=== Texte extrait ===
Les participants de la société civile ont souligné les limites du modèle agricole dominant qui repose sur l’utilisation intensive d’intrants externes. Ce modèle, partie intégrante de l’approche de la révolution verte, est actuellement encouragé en Afrique par les multinationales, les entreprises agricoles, les sociétés d’engrais et de grandes fondations telles que Syngenta et la Fondation Bill et Melinda Gates. Cette approche a échoué. Elle a entraîné une dégradation exacerbée des sols, des inégalités chez les communautés de petits exploitants agricoles et la surexploitation des ressources halieutiques et marines, etc.

=== Entrées fournies ===

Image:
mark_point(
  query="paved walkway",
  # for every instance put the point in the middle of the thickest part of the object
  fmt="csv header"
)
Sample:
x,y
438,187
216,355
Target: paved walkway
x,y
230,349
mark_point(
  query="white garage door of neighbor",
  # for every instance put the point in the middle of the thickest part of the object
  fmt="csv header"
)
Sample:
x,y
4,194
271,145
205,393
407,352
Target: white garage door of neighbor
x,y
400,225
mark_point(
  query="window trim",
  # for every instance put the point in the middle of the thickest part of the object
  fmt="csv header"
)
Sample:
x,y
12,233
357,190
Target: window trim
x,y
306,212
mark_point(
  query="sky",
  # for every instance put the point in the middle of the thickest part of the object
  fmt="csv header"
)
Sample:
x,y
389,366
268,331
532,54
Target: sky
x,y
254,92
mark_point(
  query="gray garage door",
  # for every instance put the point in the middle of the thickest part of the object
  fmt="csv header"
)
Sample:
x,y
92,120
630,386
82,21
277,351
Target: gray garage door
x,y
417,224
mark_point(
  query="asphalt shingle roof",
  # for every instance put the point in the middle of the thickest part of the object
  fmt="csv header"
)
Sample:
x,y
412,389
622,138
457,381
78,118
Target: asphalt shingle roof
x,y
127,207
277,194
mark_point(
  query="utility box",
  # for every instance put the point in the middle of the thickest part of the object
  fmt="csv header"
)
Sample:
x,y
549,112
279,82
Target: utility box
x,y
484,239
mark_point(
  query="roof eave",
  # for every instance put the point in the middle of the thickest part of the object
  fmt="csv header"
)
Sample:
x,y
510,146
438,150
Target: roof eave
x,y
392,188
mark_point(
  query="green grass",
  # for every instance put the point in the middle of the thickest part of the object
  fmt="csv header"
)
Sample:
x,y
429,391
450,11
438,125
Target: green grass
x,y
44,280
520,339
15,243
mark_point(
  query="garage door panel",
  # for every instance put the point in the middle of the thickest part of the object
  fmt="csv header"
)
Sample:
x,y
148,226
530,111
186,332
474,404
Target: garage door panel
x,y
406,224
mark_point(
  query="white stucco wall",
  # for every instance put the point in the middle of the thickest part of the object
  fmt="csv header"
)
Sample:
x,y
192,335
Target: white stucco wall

=== Consigne 1 ===
Dans le texte sur la révolution verte, quelles conséquences de cette approche sont citées ? Donnez-les toutes.
=== Consigne 2 ===
Modifiez le passage du texte sur la révolution verte qui va de « Les participants de » jusqu'à « et marines, etc. » : remplacez « sols » par « terres ».

=== Résultat 1 ===
- une dégradation exacerbée des sols
- des inégalités chez les communautés de petits exploitants agricoles
- la surexploitation des ressources halieutiques et marines

=== Résultat 2 ===
Les participants de la société civile ont souligné les limites du modèle agricole dominant qui repose sur l’utilisation intensive d’intrants externes. Ce modèle, partie intégrante de l’approche de la révolution verte, est actuellement encouragé en Afrique par les multinationales, les entreprises agricoles, les sociétés d’engrais et de grandes fondations telles que Syngenta et la Fondation Bill et Melinda Gates. Cette approche a échoué. Elle a entraîné une dégradation exacerbée des terres, des inégalités chez les communautés de petits exploitants agricoles et la surexploitation des ressources halieutiques et marines, etc.